## START

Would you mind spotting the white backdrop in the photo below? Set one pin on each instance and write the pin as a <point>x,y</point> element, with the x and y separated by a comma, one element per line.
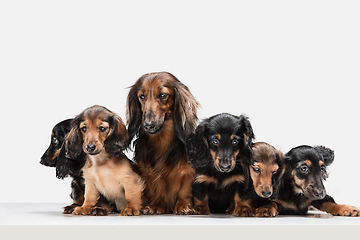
<point>291,66</point>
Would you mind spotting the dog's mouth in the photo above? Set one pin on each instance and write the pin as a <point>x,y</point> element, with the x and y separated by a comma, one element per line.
<point>315,194</point>
<point>154,130</point>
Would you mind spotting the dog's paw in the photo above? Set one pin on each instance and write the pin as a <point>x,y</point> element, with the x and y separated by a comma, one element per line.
<point>184,210</point>
<point>130,211</point>
<point>243,211</point>
<point>69,209</point>
<point>98,211</point>
<point>345,210</point>
<point>265,211</point>
<point>202,210</point>
<point>81,211</point>
<point>152,210</point>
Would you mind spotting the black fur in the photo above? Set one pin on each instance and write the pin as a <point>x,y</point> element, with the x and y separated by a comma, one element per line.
<point>199,145</point>
<point>315,194</point>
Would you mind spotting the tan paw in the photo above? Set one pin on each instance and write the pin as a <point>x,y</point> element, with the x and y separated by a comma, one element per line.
<point>130,211</point>
<point>151,210</point>
<point>183,210</point>
<point>346,210</point>
<point>265,211</point>
<point>243,211</point>
<point>81,211</point>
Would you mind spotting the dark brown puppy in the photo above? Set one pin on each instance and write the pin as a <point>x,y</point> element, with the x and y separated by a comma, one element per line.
<point>265,178</point>
<point>102,136</point>
<point>305,170</point>
<point>162,112</point>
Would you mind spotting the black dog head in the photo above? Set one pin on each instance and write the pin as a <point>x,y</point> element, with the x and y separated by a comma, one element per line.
<point>306,167</point>
<point>49,158</point>
<point>220,141</point>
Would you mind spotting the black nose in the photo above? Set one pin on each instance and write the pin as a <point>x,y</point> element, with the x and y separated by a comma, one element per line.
<point>225,167</point>
<point>266,193</point>
<point>320,194</point>
<point>150,125</point>
<point>90,148</point>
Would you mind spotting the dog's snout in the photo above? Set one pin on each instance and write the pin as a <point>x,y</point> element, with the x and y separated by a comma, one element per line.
<point>266,194</point>
<point>149,125</point>
<point>320,194</point>
<point>225,167</point>
<point>90,148</point>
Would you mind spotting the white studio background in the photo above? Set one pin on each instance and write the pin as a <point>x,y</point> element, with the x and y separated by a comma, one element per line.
<point>291,66</point>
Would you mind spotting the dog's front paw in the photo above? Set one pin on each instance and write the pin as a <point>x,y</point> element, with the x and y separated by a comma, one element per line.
<point>81,211</point>
<point>243,211</point>
<point>265,211</point>
<point>69,209</point>
<point>98,211</point>
<point>202,210</point>
<point>183,210</point>
<point>345,210</point>
<point>151,210</point>
<point>130,211</point>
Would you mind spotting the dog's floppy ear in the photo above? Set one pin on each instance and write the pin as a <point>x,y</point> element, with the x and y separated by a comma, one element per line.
<point>73,140</point>
<point>197,147</point>
<point>118,138</point>
<point>185,111</point>
<point>248,136</point>
<point>133,110</point>
<point>327,154</point>
<point>67,166</point>
<point>279,175</point>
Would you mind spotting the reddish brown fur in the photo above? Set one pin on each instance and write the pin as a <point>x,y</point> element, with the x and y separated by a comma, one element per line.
<point>267,161</point>
<point>160,154</point>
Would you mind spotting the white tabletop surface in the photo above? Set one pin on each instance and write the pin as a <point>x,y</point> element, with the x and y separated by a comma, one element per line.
<point>18,219</point>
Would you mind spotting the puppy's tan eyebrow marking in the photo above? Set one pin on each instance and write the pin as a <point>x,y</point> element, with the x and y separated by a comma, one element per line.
<point>308,163</point>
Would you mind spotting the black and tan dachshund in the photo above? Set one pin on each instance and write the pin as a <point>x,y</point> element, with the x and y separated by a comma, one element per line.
<point>265,176</point>
<point>102,136</point>
<point>302,187</point>
<point>50,159</point>
<point>217,151</point>
<point>54,156</point>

## END

# PROBLEM TO WORK ON:
What are the lines from the one with "Would you mind spotting the puppy's" through the last line of the records above? Quote them exactly and add nothing.

# FULL OUTPUT:
Would you mind spotting the puppy's tan eyebrow marking in the photo above? Set one pin on each instance and write the pin as a <point>x,y</point> element, with the x and y separated by a comma, one element per line.
<point>308,163</point>
Would you mind spotting the black and tan dachshund in the photo above? Set one pin on each instance and write the pin as a <point>x,y</point> element, with the x and y separated by a comma, one element per line.
<point>265,176</point>
<point>102,136</point>
<point>302,187</point>
<point>50,159</point>
<point>217,151</point>
<point>54,156</point>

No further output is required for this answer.